[SEITENTEXT]:
::::

Im März 2008 besuchte ich im Wiener Museum Moderner Kunst (Mumok) eine Ausstellung über die Mathematik in den Kunstwerken von Dürer bis Sol LeWitt.

Als ich das erste Mal von dem Ausstellungsthema hörte, musste ich spontan an den Da Vinci Code denken. Und so ein Thema ist ja nie fade, als fuhr ich zum MUMOK im Wiener Museumsquartier.

Dort angekommen entdeckte ich durch die Einführungstafeln, dass es sich um Werke von Künstlern handeln würde, die in ihren Schaffen vor allem mit Geometrie, Farbtabellen, Zahlenreihen usw. experimentiert hatten. Sich also freiwillig einem Regelwerk unterwarfen, aus dem dann ihre Kunst entstehen würde.

Entsprechend des Ausstellungstitels begann die Ausstellung mit Druckstöcken von Albrecht Dürer, die bereits Mitte des 16. Jahrhunderts verschiedene Variationen von geometrischen Figuren abdruckten.

Die Werke von Sol LeWitt  folgte mit  39 Abzügen bald danach. Auf diesen hatte er wechselnde geometrische Figuren in anderen ständig wechselnden geometrischen Figuren eingeschrieben.

An sich nichts weltbewegendes, bis ich bemerkte, dass sich alle 39 Kombinationen auf das gleiche Gerüst aus Kreisen, Quadraten und Dreiecken stützte.

Beim Gang durch die nächsten Räume stieß ich auf immer neue Ideen, wie man sich quasi nach Naturgesetzen künstlerisch betätigen kann. Zum Beispiel durch geschicktes Ausnutzen der Wirkungen von Farben auf den Menschen.

Die Werke von Georges Vantongerloo waren meiner Meinung nach Räumlich nicht spektakulär, aber seine Farbflächen wirkten auf phantastische Art und Weise anziehend. Ein Hingucker sozusagen.

Andere Künstler versuchten mit Zahlen in einfachster Form zu arbeiten. Bei Roman Opalka dachte ich zuerst, er hätte große Leinwände  mit grauem Acryl ausgemalt.

Bis ich bemerkte, dass die großen Leinwände von oben bis unten mit aufsteigenden Zahlen bedeckt waren. So klein, das man es fast nur noch als Rauschen wahrnahm.

::::

[AUFGABEN]:
a: Übertrage diesen Satz aus dem Ausstellungsbericht ins Englische: „Beim Gang durch die nächsten Räume stieß ich auf immer neue Ideen, wie man sich quasi nach Naturgesetzen künstlerisch betätigen kann.“
b: Schreib den Ausstellungsbericht im Anschluss an seinen letzten Satz fort.

[BEREITGESTELLTE DATEN]:
::::

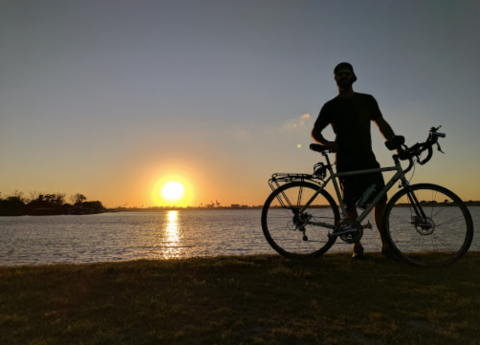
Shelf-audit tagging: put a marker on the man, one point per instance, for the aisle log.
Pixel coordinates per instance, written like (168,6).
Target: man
(350,115)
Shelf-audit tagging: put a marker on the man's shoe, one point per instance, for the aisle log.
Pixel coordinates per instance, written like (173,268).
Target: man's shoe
(390,254)
(358,253)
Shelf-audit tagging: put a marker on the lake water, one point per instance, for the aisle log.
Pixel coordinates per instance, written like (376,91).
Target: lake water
(146,235)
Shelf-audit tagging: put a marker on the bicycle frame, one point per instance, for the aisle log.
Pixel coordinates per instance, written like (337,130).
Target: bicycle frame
(399,175)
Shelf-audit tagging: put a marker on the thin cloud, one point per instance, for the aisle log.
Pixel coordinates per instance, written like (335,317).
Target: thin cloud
(297,122)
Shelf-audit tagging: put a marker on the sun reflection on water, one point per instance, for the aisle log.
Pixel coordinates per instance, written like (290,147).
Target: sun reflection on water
(172,236)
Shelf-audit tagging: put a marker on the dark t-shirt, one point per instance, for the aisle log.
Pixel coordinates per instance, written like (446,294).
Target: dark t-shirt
(350,119)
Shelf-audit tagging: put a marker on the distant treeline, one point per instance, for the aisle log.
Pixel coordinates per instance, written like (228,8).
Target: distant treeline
(47,204)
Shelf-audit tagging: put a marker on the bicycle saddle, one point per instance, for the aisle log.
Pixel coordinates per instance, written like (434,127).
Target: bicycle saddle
(318,148)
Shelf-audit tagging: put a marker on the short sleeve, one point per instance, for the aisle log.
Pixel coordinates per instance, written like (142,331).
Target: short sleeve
(375,110)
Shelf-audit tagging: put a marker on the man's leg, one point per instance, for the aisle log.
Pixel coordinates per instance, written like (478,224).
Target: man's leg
(378,214)
(357,246)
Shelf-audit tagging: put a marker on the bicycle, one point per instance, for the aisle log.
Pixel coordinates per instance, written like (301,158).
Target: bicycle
(425,224)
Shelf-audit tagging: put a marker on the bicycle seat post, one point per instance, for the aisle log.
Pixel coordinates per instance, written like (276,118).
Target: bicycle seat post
(324,154)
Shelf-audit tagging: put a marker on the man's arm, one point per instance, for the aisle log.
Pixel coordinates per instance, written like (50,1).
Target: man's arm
(319,138)
(384,128)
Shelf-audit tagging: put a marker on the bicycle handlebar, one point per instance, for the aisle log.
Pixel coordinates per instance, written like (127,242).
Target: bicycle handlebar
(408,153)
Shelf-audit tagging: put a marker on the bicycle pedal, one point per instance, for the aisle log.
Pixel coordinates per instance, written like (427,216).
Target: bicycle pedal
(367,226)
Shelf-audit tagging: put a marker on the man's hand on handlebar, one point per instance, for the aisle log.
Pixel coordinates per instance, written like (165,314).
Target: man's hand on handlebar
(395,143)
(332,146)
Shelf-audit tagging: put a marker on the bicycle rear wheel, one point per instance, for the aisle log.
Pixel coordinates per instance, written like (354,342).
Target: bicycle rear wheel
(428,225)
(291,234)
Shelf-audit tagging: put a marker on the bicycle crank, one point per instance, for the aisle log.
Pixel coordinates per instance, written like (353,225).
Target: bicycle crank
(350,231)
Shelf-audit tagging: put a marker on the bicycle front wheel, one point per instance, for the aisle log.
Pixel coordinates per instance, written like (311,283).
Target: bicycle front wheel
(428,225)
(292,234)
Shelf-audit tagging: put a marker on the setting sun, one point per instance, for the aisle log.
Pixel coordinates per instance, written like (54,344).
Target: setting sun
(173,191)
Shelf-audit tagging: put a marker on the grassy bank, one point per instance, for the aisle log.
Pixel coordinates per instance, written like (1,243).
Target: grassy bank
(241,300)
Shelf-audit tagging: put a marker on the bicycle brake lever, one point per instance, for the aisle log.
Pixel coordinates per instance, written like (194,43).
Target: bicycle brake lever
(439,148)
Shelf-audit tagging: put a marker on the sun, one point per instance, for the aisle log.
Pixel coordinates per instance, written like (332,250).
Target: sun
(173,191)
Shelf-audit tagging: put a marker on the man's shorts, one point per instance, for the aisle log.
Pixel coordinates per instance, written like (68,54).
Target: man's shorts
(354,186)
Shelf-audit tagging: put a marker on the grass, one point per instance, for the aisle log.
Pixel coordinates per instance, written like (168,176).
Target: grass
(262,299)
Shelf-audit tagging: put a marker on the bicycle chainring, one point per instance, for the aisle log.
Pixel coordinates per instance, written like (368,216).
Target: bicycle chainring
(351,237)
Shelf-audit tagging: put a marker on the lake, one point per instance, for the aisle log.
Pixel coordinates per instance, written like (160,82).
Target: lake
(146,235)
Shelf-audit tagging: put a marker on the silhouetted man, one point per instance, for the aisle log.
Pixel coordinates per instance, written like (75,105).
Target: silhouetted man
(350,114)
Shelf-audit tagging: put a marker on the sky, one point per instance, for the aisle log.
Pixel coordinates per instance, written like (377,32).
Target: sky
(114,98)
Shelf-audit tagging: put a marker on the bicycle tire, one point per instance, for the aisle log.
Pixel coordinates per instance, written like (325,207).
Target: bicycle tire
(441,238)
(278,221)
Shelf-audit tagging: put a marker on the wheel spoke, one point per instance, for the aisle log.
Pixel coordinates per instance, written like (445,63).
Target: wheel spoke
(450,228)
(285,229)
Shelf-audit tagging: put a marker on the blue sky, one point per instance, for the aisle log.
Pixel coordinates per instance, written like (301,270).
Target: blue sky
(107,98)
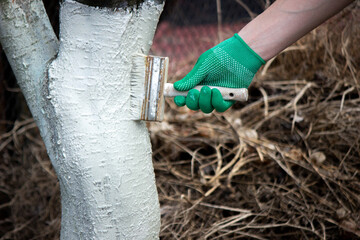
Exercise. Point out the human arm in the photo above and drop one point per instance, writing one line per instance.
(284, 22)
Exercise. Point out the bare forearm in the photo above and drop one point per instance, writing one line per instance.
(286, 21)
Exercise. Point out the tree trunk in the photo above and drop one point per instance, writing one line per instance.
(102, 159)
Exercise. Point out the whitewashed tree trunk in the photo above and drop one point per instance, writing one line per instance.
(102, 159)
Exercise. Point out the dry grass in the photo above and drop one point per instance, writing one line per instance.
(284, 165)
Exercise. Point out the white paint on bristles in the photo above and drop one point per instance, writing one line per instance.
(103, 160)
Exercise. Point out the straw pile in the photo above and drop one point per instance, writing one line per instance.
(284, 165)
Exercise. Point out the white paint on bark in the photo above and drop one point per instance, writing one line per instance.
(103, 159)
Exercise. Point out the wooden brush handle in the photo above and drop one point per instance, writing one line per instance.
(237, 94)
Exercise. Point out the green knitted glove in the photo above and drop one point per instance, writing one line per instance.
(232, 64)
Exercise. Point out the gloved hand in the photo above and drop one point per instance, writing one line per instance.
(232, 64)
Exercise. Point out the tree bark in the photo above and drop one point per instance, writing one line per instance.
(102, 159)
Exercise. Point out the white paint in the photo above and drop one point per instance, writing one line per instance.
(30, 44)
(104, 161)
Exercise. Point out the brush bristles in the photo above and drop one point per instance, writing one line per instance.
(137, 87)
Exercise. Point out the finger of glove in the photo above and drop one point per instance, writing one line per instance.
(192, 99)
(193, 78)
(205, 100)
(180, 101)
(218, 102)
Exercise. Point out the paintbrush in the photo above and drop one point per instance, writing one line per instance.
(149, 87)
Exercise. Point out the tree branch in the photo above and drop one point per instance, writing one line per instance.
(115, 3)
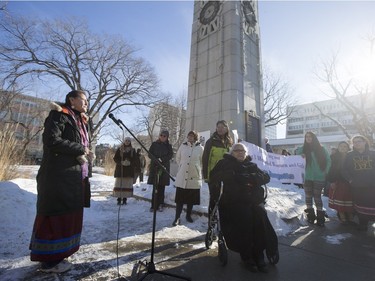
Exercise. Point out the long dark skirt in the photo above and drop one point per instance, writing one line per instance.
(187, 196)
(56, 237)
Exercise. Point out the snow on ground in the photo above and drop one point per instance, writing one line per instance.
(105, 222)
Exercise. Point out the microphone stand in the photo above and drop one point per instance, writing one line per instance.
(150, 266)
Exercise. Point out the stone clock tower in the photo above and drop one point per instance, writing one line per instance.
(225, 69)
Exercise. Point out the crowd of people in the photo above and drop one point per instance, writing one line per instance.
(235, 184)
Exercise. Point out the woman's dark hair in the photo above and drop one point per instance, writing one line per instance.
(366, 140)
(195, 134)
(317, 148)
(73, 94)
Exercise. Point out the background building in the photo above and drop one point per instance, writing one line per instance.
(27, 113)
(317, 117)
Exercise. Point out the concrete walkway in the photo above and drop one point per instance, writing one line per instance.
(330, 253)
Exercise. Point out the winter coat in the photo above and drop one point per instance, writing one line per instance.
(214, 150)
(189, 160)
(312, 170)
(164, 152)
(59, 179)
(130, 157)
(242, 181)
(359, 169)
(241, 217)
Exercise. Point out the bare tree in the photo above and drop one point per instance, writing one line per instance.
(343, 90)
(67, 52)
(168, 115)
(278, 97)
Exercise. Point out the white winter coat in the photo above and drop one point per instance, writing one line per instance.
(189, 160)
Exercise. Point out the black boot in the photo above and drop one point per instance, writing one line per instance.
(320, 218)
(188, 213)
(310, 213)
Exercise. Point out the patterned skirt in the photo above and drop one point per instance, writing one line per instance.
(123, 188)
(55, 237)
(340, 197)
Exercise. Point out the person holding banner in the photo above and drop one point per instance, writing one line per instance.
(318, 163)
(215, 148)
(340, 197)
(359, 171)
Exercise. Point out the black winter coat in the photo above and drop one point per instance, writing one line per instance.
(242, 181)
(164, 152)
(242, 219)
(59, 179)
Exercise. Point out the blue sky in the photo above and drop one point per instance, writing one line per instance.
(295, 35)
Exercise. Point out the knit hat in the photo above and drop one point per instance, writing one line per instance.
(164, 132)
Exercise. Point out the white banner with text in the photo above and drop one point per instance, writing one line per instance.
(285, 169)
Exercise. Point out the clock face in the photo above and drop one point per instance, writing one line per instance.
(209, 12)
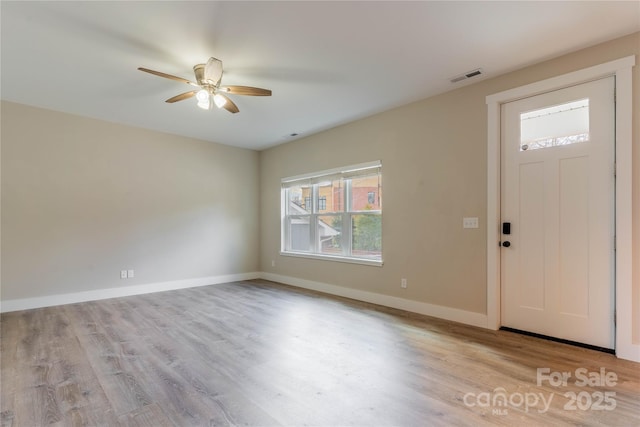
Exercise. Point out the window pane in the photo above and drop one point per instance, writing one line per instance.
(331, 196)
(299, 200)
(365, 193)
(299, 234)
(330, 234)
(366, 236)
(554, 126)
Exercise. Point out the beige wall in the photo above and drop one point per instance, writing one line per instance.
(434, 174)
(83, 199)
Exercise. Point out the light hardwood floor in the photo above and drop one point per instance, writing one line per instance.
(258, 353)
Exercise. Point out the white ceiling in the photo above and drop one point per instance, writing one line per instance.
(327, 63)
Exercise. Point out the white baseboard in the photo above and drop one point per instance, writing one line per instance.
(99, 294)
(447, 313)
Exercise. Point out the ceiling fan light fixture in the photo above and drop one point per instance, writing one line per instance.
(203, 99)
(219, 100)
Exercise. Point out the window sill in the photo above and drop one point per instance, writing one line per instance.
(361, 261)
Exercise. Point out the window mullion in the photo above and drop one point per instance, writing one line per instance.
(346, 219)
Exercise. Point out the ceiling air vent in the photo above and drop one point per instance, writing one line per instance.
(467, 75)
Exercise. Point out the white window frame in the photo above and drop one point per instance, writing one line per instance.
(347, 173)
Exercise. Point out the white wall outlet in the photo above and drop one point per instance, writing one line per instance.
(471, 222)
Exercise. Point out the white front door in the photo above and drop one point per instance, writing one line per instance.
(557, 196)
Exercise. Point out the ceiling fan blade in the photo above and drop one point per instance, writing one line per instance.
(168, 76)
(213, 71)
(182, 96)
(230, 106)
(246, 90)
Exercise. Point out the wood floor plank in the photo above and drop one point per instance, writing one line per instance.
(258, 353)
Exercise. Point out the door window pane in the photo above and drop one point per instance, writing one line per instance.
(563, 124)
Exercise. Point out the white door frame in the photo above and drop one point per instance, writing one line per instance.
(621, 69)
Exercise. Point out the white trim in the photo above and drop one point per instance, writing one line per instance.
(621, 68)
(350, 260)
(327, 172)
(442, 312)
(100, 294)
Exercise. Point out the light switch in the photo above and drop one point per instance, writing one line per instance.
(471, 222)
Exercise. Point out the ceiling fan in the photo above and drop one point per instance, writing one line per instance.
(208, 78)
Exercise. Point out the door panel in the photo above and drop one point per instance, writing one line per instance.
(558, 189)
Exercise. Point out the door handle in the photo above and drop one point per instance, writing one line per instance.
(506, 228)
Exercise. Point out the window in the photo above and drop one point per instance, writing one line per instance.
(335, 214)
(564, 124)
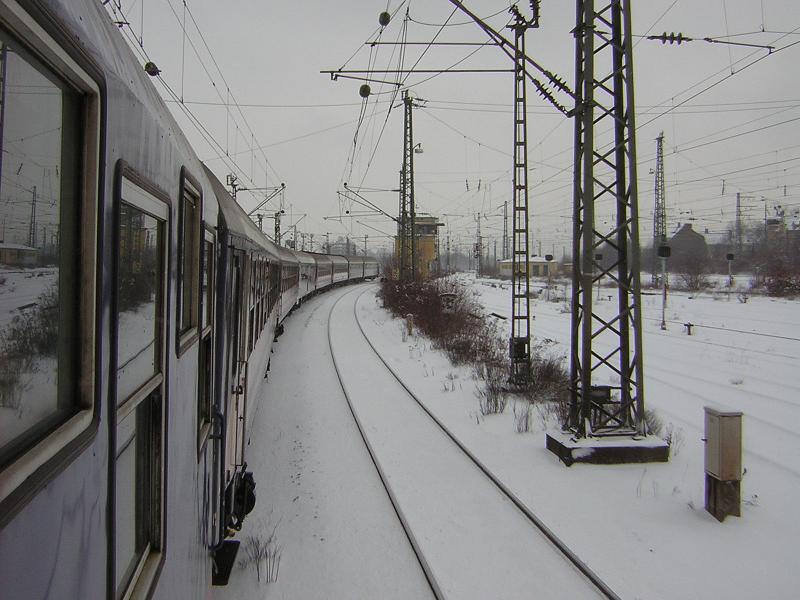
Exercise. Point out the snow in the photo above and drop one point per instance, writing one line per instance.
(642, 528)
(34, 395)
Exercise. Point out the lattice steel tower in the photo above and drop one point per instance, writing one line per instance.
(660, 210)
(405, 226)
(606, 354)
(520, 341)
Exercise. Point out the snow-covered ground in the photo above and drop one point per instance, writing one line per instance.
(642, 528)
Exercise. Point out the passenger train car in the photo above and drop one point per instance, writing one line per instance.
(138, 308)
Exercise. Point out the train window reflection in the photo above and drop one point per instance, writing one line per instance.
(139, 289)
(40, 122)
(139, 466)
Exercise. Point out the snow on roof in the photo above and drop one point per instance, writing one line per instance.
(10, 246)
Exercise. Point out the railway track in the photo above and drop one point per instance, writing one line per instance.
(422, 465)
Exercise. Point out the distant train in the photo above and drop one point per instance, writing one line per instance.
(138, 308)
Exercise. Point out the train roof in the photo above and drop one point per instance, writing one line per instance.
(304, 257)
(236, 220)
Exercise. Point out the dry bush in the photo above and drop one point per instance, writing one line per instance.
(491, 395)
(522, 416)
(263, 552)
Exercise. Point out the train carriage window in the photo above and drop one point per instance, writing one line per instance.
(206, 362)
(140, 353)
(189, 263)
(49, 145)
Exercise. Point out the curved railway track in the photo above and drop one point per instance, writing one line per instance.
(556, 545)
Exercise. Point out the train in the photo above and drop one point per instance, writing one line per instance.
(139, 306)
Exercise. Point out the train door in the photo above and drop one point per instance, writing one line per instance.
(236, 366)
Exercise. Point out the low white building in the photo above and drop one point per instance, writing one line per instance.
(17, 255)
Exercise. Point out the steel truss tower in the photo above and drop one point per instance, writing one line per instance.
(520, 341)
(406, 226)
(660, 210)
(607, 393)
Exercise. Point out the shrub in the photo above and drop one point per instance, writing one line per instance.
(28, 337)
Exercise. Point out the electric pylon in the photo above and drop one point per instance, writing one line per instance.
(660, 210)
(520, 341)
(607, 395)
(406, 225)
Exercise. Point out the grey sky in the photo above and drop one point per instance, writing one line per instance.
(270, 54)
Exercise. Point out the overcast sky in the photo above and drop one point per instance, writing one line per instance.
(304, 124)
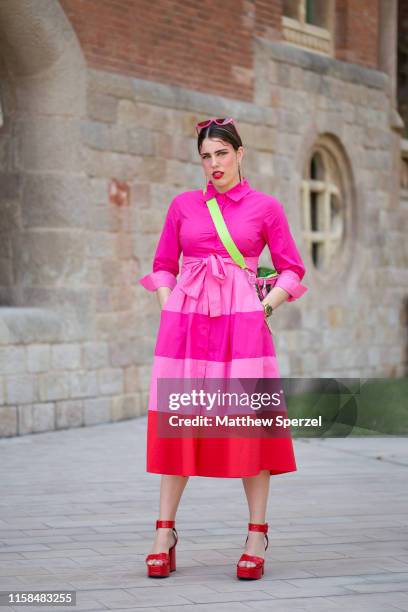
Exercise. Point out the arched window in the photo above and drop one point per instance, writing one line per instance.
(326, 199)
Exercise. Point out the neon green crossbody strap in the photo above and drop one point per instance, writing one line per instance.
(224, 234)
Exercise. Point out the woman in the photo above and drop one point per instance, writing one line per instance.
(204, 333)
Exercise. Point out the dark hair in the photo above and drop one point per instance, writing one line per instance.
(225, 132)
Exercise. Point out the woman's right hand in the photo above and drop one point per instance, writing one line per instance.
(162, 295)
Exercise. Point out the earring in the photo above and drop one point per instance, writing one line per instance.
(240, 176)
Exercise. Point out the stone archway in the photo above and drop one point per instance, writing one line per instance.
(43, 82)
(44, 310)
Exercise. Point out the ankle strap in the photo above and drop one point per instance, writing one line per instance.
(165, 523)
(258, 527)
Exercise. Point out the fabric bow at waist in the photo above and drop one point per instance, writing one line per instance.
(208, 274)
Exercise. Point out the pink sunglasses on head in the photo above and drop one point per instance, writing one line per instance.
(203, 124)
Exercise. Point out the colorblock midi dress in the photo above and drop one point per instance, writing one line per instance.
(212, 324)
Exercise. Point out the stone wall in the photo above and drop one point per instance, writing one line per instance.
(76, 330)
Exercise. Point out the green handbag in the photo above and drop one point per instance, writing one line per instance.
(265, 277)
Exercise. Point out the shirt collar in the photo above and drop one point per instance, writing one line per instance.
(236, 193)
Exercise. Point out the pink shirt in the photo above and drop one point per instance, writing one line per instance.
(254, 219)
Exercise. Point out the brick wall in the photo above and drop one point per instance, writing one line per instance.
(203, 45)
(357, 24)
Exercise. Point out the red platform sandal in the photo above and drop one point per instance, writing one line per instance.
(168, 564)
(256, 571)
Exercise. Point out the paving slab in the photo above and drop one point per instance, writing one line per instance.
(80, 510)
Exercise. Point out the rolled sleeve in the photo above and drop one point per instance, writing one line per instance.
(284, 253)
(167, 255)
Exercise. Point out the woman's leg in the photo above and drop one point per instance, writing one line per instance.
(171, 490)
(256, 490)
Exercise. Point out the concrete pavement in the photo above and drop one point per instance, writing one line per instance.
(77, 512)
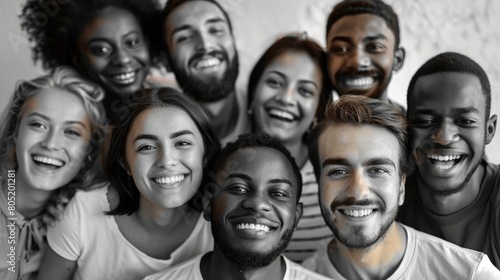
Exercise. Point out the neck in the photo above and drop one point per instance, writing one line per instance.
(152, 216)
(215, 266)
(376, 262)
(298, 150)
(223, 114)
(449, 204)
(30, 202)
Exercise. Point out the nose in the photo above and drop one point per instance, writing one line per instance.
(258, 202)
(446, 133)
(52, 140)
(359, 186)
(204, 42)
(359, 59)
(121, 57)
(167, 157)
(287, 95)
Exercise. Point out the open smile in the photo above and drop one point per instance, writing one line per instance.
(47, 162)
(444, 162)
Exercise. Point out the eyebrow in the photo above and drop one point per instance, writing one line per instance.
(187, 26)
(154, 137)
(48, 119)
(284, 76)
(368, 162)
(455, 111)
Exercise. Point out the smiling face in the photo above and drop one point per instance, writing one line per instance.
(201, 50)
(449, 129)
(362, 55)
(287, 95)
(254, 209)
(360, 186)
(52, 140)
(164, 155)
(113, 52)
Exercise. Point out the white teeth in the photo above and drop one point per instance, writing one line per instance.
(444, 158)
(169, 180)
(205, 63)
(47, 160)
(126, 77)
(281, 114)
(254, 227)
(360, 82)
(357, 213)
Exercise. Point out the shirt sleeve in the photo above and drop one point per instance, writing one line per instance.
(486, 270)
(65, 237)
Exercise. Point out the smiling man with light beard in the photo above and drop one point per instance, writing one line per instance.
(363, 48)
(359, 156)
(201, 50)
(455, 191)
(253, 205)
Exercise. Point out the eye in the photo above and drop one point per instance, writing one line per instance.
(100, 50)
(375, 48)
(145, 148)
(38, 125)
(73, 132)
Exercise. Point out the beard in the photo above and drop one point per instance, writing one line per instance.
(355, 239)
(214, 89)
(248, 260)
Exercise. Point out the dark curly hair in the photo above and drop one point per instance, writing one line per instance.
(253, 140)
(374, 7)
(54, 26)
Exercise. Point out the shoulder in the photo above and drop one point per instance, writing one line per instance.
(189, 269)
(295, 271)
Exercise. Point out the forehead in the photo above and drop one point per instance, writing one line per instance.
(261, 164)
(193, 14)
(357, 143)
(359, 26)
(162, 122)
(109, 21)
(445, 91)
(48, 102)
(295, 62)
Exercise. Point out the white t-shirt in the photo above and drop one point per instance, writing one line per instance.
(92, 239)
(426, 257)
(190, 270)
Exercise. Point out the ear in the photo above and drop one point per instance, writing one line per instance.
(399, 59)
(124, 166)
(298, 212)
(207, 199)
(491, 127)
(402, 190)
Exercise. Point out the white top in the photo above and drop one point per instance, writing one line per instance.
(190, 270)
(92, 239)
(426, 257)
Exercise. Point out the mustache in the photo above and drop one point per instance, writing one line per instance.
(350, 201)
(215, 53)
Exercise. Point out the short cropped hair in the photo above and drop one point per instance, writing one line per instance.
(453, 62)
(291, 42)
(255, 140)
(54, 26)
(148, 99)
(374, 7)
(360, 110)
(173, 4)
(68, 80)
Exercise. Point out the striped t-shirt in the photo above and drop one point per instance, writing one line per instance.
(312, 231)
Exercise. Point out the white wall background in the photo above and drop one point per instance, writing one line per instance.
(428, 27)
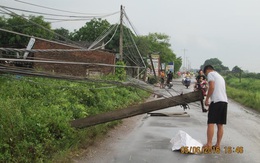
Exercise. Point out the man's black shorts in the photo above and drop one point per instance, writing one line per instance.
(217, 113)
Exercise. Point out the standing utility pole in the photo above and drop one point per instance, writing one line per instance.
(121, 34)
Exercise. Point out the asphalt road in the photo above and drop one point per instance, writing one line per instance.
(149, 141)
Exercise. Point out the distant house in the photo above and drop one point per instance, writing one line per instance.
(97, 56)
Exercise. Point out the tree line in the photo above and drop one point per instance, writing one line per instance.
(147, 44)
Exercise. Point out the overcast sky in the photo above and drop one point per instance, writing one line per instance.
(225, 29)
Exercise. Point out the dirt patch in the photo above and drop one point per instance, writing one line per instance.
(102, 148)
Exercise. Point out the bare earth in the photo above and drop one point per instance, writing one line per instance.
(102, 149)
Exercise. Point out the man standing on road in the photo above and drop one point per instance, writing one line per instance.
(217, 107)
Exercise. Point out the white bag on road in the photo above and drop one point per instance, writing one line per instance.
(182, 139)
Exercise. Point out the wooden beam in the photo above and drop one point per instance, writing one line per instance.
(137, 109)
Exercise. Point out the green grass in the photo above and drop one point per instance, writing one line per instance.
(246, 92)
(35, 115)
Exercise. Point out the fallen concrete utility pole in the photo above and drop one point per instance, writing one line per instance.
(137, 109)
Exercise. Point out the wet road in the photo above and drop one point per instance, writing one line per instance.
(149, 141)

::::

[ERWARTETE LÖSUNGEN]:
a: Walking through the next rooms, I kept coming across new ideas about how one can work artistically more or less according to natural laws.

b:
Angeblich hatte er vor vielen Jahrzehnten auf der ersten Leinwand mit der 1 begonnen und gedenkt bis zu seinem Lebensende immer neue Leinwände mit aufsteigenden Zahlen zu bedecken.

Eine simple Idee, doch voller philosophischer Tiefgründigkeit. Denn solange er zählt, lebt er noch. Und zählen wir nicht auch gerne die Tage? Zumindest jene bis zum nächsten Urlaub...

Aber auch komplexe Zahlenreihen fand ich umgesetzt, wie zum Beispiel die Fibonacci Zahlenreihe (0, 1, 1, 3, 5, 8 ...). Hier hatte sich  der Künstler Mario Merz etwas besonderes ausgedacht.

Er setzte in einem Mailänder Restaurant zuerst einen Gast, dann einen anderen, dann drei, dann fünf, dann acht in denselben Raum und fotografierte jede Gruppe einmal.

Von Foto zu Foto wurde der Raum merkbar voller und die Bedeutung dieser in der Natur eine besondere Rolle spielenden Zahlenreihe wurde fast durch die Fotos heraus spürbar.

Im obersten Stockwerk stieß ich dann auf eine Vielzahl von eher klassischen Werken, wenn man solche Werke wie von Paul Klee oder Max Ernst klassisch nennen darf. Aber auch sie ritten sehr innovativ die Variante, mit Geometrie Kunst zu gestalten.

Auch die dreidimensionale Variante durfte dabei nicht fehlen. Wundervoll und einmalig wirkende Skulpturen stellten sich bei näherer Analyse des Begleittextes als geometrisch exakt definierbare Objekte heraus.

Bei einem besonders fein ausgeführten Hohlmodell eines einschaligen Hyperboloiden konnte ich mir nicht die Idee verkneifen, mir solch ein Teil als Bleistiftbox auf den Schreibtisch zu stellen. Es hat ja nicht jeder einen Hyperboloiden in seinem Büro.

Mein absolutes Highlight der Ausstellung war aber ein Werk von Alighiero Boetti. Dieser hatte entlang einer Wand mehrere Tafeln mit  je fünf Reihen von 24 übereinandergelegten Briefumschlägen angebracht.

Oder in anderen Worten, an der Wand klebten 720 Briefumschläge. Alle diese Briefe waren in Afghanistan abgesendet worden, und wie ich mich an Hand der Stempel überzeugen konnte, an verschiedenen Tagen.

Das Spezielle waren aber die Briefmarken. Auf jedem Briefumschlag klebten die gleichen sechs verschiedenen Briefmarken, jedoch variierte ihre Reihenfolge auf den Umschlägen.

Durch die wechselnde Reihenfolgen entstand ein wunderbares Muster auf der Wand, ein Muster lediglich bestimmt durch die unterschiedlichen Motive der Marken.

An dieser Stelle fiel mir ein Spruch ein, den man oft in Museen moderner Kunst hört: 'Das hätte ich auch gekonnt!' - Ja, klar hätte ich es auch gekonnt, bloß eingefallen wäre es mir nicht.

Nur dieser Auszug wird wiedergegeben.